Direction — Tally the lines of the material below that contain the word "flag". Reply with the count only.

A run of records —
•••
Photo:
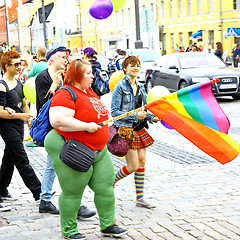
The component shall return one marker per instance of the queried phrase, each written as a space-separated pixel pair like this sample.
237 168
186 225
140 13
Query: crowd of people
70 120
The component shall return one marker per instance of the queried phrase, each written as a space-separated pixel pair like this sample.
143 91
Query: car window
161 62
145 55
200 60
172 61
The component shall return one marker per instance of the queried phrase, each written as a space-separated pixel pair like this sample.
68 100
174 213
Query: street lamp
138 43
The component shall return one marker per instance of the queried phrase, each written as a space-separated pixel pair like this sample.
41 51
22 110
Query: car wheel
183 85
236 97
149 85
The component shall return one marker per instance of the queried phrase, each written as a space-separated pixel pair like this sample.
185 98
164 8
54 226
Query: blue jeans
47 182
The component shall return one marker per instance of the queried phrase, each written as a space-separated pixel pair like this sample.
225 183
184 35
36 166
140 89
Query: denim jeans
47 182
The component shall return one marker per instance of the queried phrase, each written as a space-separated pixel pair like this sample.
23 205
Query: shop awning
197 35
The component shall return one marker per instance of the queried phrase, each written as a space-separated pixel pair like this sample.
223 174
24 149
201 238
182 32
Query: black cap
58 48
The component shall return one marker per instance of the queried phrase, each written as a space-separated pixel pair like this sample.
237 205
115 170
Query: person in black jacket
219 50
12 129
90 55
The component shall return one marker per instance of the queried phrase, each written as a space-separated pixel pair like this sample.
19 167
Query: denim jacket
123 101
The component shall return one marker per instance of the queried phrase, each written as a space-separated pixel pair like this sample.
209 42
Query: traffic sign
232 32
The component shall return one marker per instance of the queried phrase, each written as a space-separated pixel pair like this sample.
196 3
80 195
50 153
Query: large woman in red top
79 120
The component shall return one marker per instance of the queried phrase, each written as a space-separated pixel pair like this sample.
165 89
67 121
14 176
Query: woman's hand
26 116
10 111
156 119
93 127
142 115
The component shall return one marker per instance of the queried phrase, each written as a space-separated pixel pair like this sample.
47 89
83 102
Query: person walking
40 65
12 128
236 55
79 121
47 83
128 95
219 51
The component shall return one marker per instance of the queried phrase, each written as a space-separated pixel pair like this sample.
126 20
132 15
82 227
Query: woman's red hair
76 71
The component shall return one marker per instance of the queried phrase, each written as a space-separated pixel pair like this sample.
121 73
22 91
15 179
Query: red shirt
88 108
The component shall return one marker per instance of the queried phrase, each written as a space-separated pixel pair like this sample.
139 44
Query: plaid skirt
142 140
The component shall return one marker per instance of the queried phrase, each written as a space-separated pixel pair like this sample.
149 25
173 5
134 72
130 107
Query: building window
171 8
199 7
163 9
210 6
190 41
211 37
189 8
236 4
172 40
181 39
116 19
129 16
180 8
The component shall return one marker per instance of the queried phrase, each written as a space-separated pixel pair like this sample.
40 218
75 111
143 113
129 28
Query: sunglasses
18 64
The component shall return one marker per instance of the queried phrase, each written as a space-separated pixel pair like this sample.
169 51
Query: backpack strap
71 91
5 84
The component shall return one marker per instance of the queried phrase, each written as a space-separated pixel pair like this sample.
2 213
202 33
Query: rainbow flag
195 113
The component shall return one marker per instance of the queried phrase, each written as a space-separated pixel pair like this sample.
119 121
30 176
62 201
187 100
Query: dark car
179 70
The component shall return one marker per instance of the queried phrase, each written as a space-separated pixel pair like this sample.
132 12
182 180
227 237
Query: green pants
100 178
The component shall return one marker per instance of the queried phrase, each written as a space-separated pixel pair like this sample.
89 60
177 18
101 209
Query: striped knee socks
139 177
120 174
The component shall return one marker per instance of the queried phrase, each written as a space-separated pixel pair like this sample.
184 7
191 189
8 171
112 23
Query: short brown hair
42 51
7 58
75 71
130 60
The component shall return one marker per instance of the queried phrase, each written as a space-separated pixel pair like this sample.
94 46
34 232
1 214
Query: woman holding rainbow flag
128 95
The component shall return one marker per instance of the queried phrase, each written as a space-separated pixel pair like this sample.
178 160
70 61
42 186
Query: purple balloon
101 9
166 125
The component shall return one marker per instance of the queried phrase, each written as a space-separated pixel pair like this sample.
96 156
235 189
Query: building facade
164 24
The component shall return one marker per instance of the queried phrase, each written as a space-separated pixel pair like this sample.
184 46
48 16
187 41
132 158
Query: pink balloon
166 125
101 9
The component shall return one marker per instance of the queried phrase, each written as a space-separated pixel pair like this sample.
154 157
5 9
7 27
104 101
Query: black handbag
77 156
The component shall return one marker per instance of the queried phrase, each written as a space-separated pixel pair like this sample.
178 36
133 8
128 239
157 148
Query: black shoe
76 236
5 195
114 231
47 207
84 212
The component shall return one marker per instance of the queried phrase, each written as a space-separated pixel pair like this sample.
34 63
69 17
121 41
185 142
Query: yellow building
174 22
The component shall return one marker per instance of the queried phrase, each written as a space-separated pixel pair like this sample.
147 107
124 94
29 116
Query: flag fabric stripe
216 144
190 106
222 123
198 102
206 115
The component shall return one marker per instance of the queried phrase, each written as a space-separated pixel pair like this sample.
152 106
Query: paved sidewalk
196 197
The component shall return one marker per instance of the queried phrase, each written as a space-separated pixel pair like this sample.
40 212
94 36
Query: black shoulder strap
5 84
71 91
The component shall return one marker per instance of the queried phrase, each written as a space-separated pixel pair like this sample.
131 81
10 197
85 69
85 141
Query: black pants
15 155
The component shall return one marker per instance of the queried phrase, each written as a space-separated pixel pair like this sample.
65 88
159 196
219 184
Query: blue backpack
101 82
41 125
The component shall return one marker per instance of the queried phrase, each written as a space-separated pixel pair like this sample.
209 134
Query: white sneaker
144 203
4 207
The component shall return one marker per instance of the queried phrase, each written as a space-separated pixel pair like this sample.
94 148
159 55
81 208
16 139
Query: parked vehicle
179 70
147 58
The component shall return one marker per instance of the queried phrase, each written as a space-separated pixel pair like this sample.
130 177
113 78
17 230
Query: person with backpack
12 129
100 83
79 121
47 83
119 59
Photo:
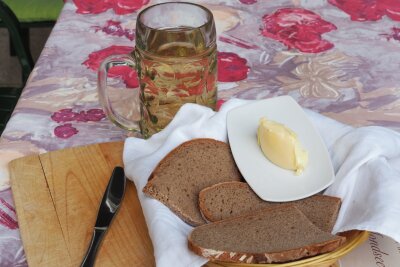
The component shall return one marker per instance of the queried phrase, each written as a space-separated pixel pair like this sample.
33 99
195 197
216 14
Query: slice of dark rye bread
190 167
232 199
279 234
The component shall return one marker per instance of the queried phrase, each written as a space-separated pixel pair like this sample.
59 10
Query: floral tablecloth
337 57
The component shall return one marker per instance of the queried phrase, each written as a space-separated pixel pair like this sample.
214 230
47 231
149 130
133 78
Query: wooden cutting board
57 195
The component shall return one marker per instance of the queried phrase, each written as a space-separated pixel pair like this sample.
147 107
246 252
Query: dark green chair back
9 96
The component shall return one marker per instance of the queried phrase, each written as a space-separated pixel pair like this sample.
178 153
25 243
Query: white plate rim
287 111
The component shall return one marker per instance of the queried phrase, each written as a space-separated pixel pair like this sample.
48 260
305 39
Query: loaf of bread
192 166
273 235
232 199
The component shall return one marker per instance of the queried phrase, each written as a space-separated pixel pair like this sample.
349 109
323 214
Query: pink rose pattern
5 218
128 75
114 28
120 7
248 2
369 10
298 28
68 115
395 34
231 67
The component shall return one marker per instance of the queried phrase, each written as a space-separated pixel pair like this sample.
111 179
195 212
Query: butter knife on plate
109 206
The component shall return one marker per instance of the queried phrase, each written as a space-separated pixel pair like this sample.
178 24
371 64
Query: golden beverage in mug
176 60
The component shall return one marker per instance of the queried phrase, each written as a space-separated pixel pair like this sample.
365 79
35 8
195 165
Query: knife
109 205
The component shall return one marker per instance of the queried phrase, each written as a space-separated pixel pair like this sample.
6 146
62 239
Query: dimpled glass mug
176 61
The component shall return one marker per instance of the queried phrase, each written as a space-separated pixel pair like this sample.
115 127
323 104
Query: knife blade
109 206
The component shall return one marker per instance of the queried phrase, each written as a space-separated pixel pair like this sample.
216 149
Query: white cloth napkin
365 161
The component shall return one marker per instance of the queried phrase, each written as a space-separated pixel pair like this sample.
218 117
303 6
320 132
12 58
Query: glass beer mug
176 61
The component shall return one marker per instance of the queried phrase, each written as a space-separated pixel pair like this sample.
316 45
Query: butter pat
281 146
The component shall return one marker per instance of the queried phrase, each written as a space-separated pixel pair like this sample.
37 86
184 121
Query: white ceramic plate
269 181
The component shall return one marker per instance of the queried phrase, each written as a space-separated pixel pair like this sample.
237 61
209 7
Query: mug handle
119 120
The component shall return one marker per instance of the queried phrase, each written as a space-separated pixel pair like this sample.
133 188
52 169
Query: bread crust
267 257
149 188
210 215
309 250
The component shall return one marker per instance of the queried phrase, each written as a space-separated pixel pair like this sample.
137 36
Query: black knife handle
90 257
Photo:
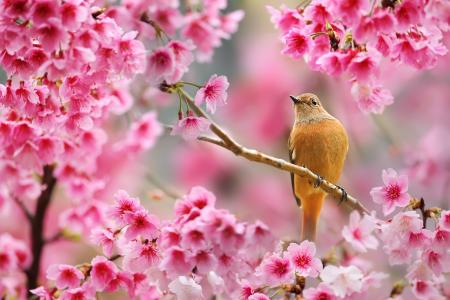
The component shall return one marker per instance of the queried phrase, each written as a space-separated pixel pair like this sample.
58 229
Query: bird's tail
311 207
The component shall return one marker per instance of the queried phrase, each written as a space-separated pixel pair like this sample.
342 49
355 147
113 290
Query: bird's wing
291 158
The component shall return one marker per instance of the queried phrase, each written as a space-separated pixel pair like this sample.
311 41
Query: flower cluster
204 251
351 37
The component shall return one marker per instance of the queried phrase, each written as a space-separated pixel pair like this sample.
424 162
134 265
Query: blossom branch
37 226
227 142
24 209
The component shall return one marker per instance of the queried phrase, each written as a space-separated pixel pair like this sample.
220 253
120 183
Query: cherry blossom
359 232
303 260
394 193
214 93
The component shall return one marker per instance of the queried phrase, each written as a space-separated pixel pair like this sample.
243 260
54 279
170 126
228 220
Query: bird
319 142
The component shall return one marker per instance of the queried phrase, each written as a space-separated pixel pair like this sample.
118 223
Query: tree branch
230 144
37 227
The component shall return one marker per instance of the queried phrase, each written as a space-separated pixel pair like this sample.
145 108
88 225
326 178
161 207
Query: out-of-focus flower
359 232
322 292
186 288
103 271
371 98
214 93
343 280
258 296
394 193
303 260
191 127
65 276
276 270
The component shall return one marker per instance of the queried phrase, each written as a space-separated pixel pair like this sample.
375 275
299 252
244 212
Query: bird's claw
318 182
344 196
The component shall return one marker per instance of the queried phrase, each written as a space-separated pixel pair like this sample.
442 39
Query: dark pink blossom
191 127
394 193
213 93
303 260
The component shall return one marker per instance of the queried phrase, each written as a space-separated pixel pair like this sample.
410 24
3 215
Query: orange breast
320 146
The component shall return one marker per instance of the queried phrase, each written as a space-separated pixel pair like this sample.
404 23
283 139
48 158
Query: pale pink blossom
444 220
258 296
186 288
342 280
213 93
191 127
139 257
286 18
104 238
141 223
296 43
103 271
276 270
426 290
303 260
371 98
176 262
359 232
321 292
437 260
394 193
124 204
65 276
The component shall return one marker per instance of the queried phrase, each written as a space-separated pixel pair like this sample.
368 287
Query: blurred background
411 136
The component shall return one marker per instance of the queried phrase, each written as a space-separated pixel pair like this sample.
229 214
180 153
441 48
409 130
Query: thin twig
230 144
37 227
54 238
24 209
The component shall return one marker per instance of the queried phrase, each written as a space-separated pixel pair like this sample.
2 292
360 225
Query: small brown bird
319 142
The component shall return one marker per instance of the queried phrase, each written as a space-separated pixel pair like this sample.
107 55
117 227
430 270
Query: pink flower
161 64
426 290
359 232
444 221
342 280
321 292
103 271
141 224
437 260
276 270
176 262
333 63
186 288
286 18
104 238
371 98
203 35
140 256
143 133
51 35
42 293
364 66
191 127
65 276
394 193
258 296
124 204
303 260
214 93
296 43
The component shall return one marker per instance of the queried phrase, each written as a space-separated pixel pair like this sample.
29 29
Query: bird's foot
318 182
344 196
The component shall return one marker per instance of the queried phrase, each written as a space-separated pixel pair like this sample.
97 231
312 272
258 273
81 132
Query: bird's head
307 106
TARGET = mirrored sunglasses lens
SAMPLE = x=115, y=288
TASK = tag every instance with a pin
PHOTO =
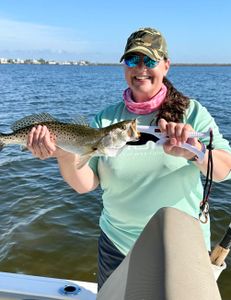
•••
Response — 3